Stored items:
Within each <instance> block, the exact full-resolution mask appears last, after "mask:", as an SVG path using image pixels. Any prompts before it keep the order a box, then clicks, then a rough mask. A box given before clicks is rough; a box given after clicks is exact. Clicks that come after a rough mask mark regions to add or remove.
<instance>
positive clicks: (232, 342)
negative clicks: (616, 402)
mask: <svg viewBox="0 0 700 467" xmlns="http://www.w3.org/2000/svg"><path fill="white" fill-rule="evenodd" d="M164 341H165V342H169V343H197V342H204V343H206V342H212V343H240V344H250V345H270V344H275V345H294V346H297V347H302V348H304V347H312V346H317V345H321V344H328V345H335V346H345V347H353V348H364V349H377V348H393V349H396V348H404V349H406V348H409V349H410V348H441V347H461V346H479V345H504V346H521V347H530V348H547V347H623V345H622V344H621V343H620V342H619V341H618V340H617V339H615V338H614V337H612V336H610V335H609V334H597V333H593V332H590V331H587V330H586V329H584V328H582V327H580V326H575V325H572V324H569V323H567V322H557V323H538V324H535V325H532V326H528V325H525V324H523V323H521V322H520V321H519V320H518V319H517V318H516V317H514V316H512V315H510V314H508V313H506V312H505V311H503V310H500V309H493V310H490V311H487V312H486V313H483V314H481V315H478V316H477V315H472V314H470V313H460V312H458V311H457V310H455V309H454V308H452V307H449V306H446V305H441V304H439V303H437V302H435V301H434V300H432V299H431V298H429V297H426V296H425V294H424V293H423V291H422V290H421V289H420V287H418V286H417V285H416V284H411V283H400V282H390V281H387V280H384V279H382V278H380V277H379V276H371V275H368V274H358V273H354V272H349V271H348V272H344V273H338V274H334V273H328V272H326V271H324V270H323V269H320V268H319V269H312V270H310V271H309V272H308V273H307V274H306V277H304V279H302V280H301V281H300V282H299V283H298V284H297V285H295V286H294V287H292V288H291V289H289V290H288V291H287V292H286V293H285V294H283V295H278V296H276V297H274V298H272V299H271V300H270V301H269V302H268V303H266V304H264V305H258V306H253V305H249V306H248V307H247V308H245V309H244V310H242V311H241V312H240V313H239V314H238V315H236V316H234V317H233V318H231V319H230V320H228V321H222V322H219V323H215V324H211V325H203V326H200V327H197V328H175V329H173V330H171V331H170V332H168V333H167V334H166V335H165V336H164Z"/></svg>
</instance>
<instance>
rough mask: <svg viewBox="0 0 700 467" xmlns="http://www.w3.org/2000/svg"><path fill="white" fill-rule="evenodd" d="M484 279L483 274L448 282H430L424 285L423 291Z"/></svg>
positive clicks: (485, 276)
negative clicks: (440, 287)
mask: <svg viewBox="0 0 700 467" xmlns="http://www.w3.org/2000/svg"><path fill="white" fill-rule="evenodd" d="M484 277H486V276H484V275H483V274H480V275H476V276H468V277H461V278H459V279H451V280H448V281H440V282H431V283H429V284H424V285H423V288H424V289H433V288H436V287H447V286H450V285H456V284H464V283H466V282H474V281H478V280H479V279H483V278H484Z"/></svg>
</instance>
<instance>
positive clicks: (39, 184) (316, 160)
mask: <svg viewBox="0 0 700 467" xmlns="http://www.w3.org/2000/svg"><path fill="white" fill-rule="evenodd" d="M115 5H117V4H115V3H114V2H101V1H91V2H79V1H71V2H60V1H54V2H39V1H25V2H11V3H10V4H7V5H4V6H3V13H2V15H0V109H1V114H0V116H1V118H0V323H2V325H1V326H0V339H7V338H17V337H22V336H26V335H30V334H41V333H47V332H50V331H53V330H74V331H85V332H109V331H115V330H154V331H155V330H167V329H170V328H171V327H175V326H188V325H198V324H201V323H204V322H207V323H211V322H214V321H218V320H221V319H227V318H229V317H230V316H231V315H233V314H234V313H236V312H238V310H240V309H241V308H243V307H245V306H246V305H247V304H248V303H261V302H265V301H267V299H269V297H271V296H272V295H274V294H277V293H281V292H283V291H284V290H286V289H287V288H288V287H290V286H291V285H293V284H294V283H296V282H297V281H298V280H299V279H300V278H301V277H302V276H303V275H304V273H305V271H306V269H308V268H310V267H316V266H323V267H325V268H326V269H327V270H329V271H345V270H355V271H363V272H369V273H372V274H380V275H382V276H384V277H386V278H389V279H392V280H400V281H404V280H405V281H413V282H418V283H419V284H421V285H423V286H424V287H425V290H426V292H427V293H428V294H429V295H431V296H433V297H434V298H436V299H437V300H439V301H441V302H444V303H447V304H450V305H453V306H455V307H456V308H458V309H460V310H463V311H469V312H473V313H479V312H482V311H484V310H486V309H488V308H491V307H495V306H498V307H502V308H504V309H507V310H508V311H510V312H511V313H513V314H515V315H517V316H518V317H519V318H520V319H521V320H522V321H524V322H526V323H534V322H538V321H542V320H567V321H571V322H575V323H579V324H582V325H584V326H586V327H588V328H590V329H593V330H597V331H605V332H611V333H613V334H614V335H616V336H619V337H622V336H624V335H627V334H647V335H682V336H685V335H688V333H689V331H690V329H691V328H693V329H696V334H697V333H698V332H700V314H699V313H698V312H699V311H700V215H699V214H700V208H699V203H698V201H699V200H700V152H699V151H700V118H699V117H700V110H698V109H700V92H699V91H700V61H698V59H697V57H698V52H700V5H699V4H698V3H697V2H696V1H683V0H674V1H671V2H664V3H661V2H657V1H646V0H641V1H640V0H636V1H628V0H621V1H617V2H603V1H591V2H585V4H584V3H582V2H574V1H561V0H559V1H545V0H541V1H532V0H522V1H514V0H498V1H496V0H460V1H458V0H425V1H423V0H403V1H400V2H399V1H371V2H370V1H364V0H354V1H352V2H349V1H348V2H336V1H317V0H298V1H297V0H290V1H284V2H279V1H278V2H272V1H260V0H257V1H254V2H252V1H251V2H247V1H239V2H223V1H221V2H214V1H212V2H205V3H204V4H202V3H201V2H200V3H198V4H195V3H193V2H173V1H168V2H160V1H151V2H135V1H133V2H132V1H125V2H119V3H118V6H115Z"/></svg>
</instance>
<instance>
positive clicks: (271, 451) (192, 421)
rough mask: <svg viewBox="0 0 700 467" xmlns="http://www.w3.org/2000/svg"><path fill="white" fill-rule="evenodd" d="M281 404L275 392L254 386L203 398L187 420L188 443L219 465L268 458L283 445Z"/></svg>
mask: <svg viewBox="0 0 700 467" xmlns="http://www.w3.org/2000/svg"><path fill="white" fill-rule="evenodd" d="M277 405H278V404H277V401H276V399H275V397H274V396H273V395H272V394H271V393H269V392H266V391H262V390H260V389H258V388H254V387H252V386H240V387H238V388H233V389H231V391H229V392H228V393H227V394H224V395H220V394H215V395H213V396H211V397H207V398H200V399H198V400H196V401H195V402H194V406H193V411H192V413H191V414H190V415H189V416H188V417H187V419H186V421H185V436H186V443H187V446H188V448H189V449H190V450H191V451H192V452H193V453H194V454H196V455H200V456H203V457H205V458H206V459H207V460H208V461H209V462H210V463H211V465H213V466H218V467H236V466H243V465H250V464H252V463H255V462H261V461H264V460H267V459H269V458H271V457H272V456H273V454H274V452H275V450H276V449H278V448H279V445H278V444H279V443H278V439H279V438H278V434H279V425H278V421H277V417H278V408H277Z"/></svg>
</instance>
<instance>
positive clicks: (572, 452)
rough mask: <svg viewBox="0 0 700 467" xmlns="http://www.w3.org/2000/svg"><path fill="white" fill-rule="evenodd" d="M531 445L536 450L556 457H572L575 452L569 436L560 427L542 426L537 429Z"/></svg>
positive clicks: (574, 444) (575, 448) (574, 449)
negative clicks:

Task to complete :: Return exactly, and only, the lines above starting at the line that contains "positive clicks: (271, 451) (192, 421)" and ending at the line that contains "positive clicks: (572, 452)".

Solution to the problem ::
positive clicks: (271, 451) (192, 421)
rough mask: <svg viewBox="0 0 700 467" xmlns="http://www.w3.org/2000/svg"><path fill="white" fill-rule="evenodd" d="M281 404L275 392L254 386L203 398L187 420L188 443L219 465L268 458L283 445Z"/></svg>
mask: <svg viewBox="0 0 700 467" xmlns="http://www.w3.org/2000/svg"><path fill="white" fill-rule="evenodd" d="M277 405H278V404H277V401H276V399H275V397H274V396H273V395H272V394H271V393H269V392H266V391H262V390H260V389H258V388H254V387H252V386H240V387H238V388H233V389H231V391H229V392H228V393H227V394H224V395H220V394H215V395H213V396H211V397H207V398H200V399H198V400H196V401H195V402H194V406H193V411H192V413H191V414H190V415H189V416H188V417H187V419H186V421H185V436H186V443H187V446H188V448H189V449H190V450H191V451H192V452H193V453H194V454H196V455H200V456H203V457H205V458H206V459H207V460H208V461H209V462H210V463H211V465H213V466H218V467H236V466H243V465H250V464H252V463H255V462H261V461H264V460H267V459H269V458H271V457H272V456H273V454H274V452H275V450H276V449H278V448H279V445H278V444H279V443H278V439H279V438H278V434H279V425H278V421H277V417H278V408H277Z"/></svg>
</instance>
<instance>
positive clicks: (572, 452)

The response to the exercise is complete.